▸ **PROBLEM REQUIREMENTS**
From the article below on Vanda Pharmaceuticals' complaint against the FDA, copy word for word the text between "The complaint further" and "on Harmonisation (ICH).", inclusive.

▸ **PASSAGE PROVIDED**
In a complaint filed against the US Food and Drug Administration (FDA), Vanda Pharmaceuticals called on a federal district court to lift a partial clinical hold on its experimental drug tradipitant.
The complaint—filed with US District Court for the District of Columbia on Tuesday—alleged that FDA acted in violation of the Administrative Procedure Act of 1946
(APA) in imposing the partial clinical hold last December. The hold was imposed on a protocol for a new clinical study and a proposed 52-week open-label extension study for patients who completed Phase II of the tradipitant clinical study originally initiated in 2016, according to court filings.
“FDA issued a partial hold order to prevent Vanda continuing to study tradipitant in humans for longer than 12 weeks’ duration, even though a longer-term treatment for gastroparesis patients is urgently needed,” the company said in an open letter to FDA. With the decision to issue the hold, the position that the agency allegedly took requested that Vanda conduct an additional nine-month canine study.
The complaint further alleges that FDA Center for Drug Evaluation and Research (CDER) Director Janet Woodcock and Peter Stein, director of CDER’s Office of New Drugs “had conferred and that FDA would not reconsider its decision to impose the clinical hold.” FDA’s Medical Policy and Program Review Council “unanimously endorsed imposing” a non-binding recommendation to conduct an additional nine-month study, which was previously set forth in a guidance
developed by the International Council on Harmonisation (ICH).
Vanda’s argument is centered on a lack of scientific or regulatory basis to insist on conducting the nine-month non-rodent study recommended in FDA’s 2010 addendum. It also banks on FDA’s alleged violation of the APA due to its reliance on the ICH guidelines in lieu of an official unreasonable risk determination.
“We won’t be able to comment on pending legal matters,” CDER told Focus
in reaction to the complaint.
Still, the new open letter
to FDA goes beyond the ask of Vanda’s complaint. It includes a call to action on boards of directors, executives and employees of pharmaceutical companies, animal advocacy groups, scientists and the general public to join Vanda in requesting that FDA conduct an analysis on the value of animal studies.
“FDA has relied on industry complacency for too long,” the company wrote. “Vanda refuses to sacrifice young beagles or other animals in a study that serves no scientific purpose.”

▸ **PROVIDED RECORDS**

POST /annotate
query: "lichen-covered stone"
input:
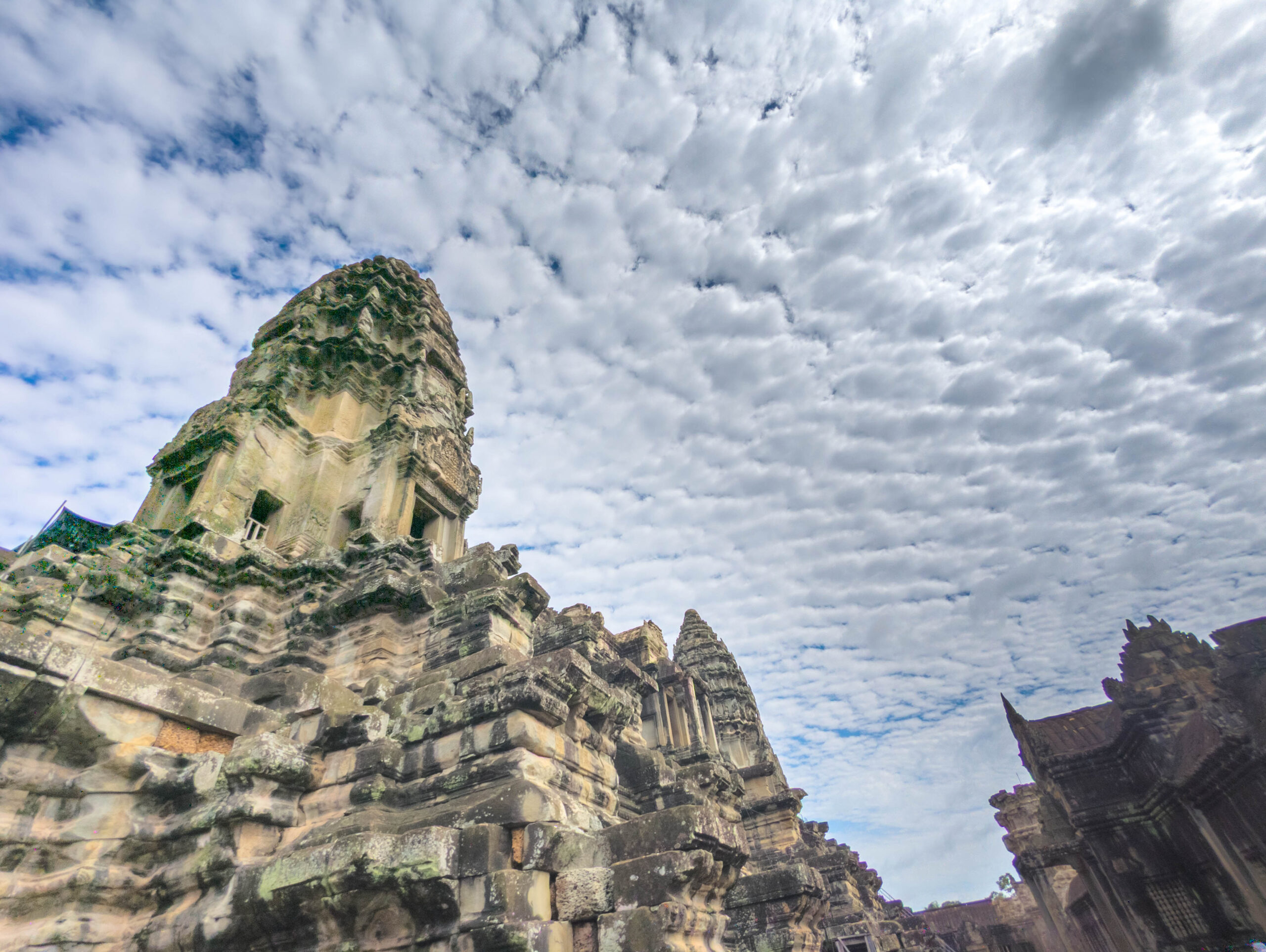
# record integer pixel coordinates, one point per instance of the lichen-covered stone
...
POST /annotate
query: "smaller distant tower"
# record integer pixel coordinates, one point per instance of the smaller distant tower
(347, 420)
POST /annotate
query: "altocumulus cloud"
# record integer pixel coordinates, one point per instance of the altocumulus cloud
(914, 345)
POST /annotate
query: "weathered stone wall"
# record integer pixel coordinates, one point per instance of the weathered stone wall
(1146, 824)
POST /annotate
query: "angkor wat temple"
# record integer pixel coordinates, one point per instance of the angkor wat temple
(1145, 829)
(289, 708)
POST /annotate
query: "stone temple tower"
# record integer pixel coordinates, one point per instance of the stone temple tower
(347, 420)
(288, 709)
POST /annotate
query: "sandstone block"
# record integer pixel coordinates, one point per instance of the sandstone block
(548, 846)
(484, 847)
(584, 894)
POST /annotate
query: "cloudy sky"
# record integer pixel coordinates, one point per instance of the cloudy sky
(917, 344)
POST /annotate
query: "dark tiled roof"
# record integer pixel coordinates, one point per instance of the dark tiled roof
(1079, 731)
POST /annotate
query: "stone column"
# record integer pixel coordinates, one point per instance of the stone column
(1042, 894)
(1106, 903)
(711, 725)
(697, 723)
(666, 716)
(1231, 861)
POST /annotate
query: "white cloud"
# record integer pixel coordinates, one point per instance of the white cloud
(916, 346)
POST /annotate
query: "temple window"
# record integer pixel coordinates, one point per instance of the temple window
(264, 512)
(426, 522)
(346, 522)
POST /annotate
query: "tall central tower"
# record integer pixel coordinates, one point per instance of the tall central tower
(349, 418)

▸ **EXPECTED OUTPUT**
The complaint further alleges that FDA Center for Drug Evaluation and Research (CDER) Director Janet Woodcock and Peter Stein, director of CDER’s Office of New Drugs “had conferred and that FDA would not reconsider its decision to impose the clinical hold.” FDA’s Medical Policy and Program Review Council “unanimously endorsed imposing” a non-binding recommendation to conduct an additional nine-month study, which was previously set forth in a guidance
developed by the International Council on Harmonisation (ICH).